TEXT SEGMENT:
---
Are Meursault in Camus’ The Outsider and Antigone in Anouilh’s Antigone both victims of society and also free agents who choose their own fate?

Both Meursault and Antigone are the protagonists in their stories. They have much in common, such as the fact that they explain their impending deaths as decided by fate, even though each seems to have an easy way of surviving. Both are willing to die for what they believe is right. The concept of fate is quite different between the texts. In Antigone, a Chorus tells you at the beginning of the play that Antigone will die. Antigone uses the excuse of fate to explain her own death to Creon, where as in The Outsider fate is much more subtle.

First I will look at The Outsider and Meursault. Albert Camus wrote this novel as a challenge against the death penalty and the society that imposes it. It reflects his existential philosophy including how we do not trust people that are different, that society would rather hear lies then the truth if the truth makes them uncomfortable, and that people with different views to the majority are persecuted. Camus’ choice of Meursault, an unusual person, who does not ‘play the game’, enables him to demonstrate this argument.
---
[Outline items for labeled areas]
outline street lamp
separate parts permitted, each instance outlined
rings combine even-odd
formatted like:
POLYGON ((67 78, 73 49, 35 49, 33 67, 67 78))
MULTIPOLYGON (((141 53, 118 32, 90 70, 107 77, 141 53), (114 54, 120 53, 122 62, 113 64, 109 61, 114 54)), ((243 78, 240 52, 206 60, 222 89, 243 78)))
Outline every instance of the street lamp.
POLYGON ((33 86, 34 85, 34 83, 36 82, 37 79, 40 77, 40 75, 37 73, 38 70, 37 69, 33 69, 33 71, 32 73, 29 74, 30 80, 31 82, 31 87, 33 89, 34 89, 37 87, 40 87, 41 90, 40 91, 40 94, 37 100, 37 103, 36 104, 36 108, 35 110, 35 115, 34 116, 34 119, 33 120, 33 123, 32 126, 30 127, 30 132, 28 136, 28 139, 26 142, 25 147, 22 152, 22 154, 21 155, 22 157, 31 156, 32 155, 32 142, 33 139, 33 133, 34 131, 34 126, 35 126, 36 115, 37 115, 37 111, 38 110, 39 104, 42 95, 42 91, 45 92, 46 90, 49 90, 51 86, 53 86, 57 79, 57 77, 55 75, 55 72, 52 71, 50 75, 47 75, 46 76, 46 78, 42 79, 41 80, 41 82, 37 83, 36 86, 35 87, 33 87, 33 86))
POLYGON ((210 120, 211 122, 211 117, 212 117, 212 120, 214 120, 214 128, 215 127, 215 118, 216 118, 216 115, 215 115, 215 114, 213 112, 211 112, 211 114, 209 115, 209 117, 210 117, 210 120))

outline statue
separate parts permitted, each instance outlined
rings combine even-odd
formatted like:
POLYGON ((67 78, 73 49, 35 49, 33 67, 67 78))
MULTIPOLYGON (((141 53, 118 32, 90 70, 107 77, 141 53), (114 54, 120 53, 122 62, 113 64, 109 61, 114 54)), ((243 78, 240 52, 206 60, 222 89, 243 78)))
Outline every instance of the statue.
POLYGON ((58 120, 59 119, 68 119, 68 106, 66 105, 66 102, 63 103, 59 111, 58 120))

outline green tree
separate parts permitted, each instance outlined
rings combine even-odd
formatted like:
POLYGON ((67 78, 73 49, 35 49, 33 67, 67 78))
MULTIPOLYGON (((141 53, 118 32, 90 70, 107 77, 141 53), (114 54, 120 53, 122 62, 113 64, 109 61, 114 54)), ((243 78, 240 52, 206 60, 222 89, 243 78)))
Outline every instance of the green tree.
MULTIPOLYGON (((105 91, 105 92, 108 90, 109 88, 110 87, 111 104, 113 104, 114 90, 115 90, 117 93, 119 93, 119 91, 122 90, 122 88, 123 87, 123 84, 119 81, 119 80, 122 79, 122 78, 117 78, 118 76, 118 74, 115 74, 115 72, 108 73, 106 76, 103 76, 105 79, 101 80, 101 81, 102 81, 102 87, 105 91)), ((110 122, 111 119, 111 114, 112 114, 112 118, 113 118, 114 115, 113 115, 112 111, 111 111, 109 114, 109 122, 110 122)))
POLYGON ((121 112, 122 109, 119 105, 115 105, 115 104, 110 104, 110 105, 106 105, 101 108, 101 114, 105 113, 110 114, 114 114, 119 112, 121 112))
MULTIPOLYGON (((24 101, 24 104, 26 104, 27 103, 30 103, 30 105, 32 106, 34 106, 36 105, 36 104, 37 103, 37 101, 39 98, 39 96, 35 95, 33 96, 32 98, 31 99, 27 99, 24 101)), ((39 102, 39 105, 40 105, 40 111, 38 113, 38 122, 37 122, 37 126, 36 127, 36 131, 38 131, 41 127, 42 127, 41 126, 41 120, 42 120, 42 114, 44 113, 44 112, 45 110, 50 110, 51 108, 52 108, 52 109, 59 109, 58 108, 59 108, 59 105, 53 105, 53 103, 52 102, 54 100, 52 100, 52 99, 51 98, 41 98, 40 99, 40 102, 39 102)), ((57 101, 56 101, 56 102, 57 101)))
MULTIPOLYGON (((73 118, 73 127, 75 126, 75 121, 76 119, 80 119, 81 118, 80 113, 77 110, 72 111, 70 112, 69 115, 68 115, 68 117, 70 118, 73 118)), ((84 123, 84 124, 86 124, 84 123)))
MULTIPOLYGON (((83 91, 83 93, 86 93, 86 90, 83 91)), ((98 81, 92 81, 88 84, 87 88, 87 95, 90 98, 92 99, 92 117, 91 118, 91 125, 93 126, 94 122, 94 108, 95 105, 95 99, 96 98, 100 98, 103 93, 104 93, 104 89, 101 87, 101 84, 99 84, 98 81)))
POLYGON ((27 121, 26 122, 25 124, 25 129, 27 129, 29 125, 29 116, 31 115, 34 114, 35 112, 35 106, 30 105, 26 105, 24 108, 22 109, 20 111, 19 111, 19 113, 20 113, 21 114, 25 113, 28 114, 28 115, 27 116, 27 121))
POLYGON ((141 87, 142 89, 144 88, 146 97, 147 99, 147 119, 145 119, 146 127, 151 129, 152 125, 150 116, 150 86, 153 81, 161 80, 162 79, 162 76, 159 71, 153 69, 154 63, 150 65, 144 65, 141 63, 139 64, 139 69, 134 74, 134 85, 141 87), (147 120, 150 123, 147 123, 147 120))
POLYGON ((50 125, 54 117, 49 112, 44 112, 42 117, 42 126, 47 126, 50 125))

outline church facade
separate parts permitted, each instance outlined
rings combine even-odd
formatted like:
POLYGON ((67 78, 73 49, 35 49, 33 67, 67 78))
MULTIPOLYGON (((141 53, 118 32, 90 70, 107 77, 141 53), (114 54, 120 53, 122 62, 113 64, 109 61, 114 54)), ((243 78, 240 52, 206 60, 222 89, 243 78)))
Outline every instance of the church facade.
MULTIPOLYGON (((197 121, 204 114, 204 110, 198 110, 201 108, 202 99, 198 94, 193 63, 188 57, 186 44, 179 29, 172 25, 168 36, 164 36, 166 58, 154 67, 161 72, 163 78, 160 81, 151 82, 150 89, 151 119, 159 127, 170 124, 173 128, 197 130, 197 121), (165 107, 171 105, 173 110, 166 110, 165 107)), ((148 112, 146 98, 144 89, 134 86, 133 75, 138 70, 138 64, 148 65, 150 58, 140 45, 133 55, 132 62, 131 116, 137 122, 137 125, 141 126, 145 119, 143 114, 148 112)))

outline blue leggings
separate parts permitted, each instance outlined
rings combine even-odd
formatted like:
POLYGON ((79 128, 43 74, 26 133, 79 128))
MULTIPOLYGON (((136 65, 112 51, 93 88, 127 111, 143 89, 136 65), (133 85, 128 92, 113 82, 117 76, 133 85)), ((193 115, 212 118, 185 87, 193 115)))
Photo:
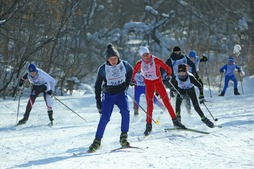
---
LIST OF TASKS:
a - In the essay on Meursault and Antigone, what reason is given for why Albert Camus wrote The Outsider?
b - Carry on the essay comparing Meursault and Antigone, starting after its final sentence.

ANSWERS:
a - He wrote it as a challenge against the death penalty and the society that imposes it.

b -
Meursault’s first words are ‘Mother died today.’ He is very quiet and detached and likes to observe events around him like a spectator, regardless of their importance to him. At his mother’s funeral, he does not cry, he smokes and drinks coffee, and this turns out to be the reason for his execution. It may appear that the fact that Meursault is killed because of the way he acts at his mother’s funeral is a sign of hubris, much like Creon’s in Antigone, who does not respect Polynices’ death properly.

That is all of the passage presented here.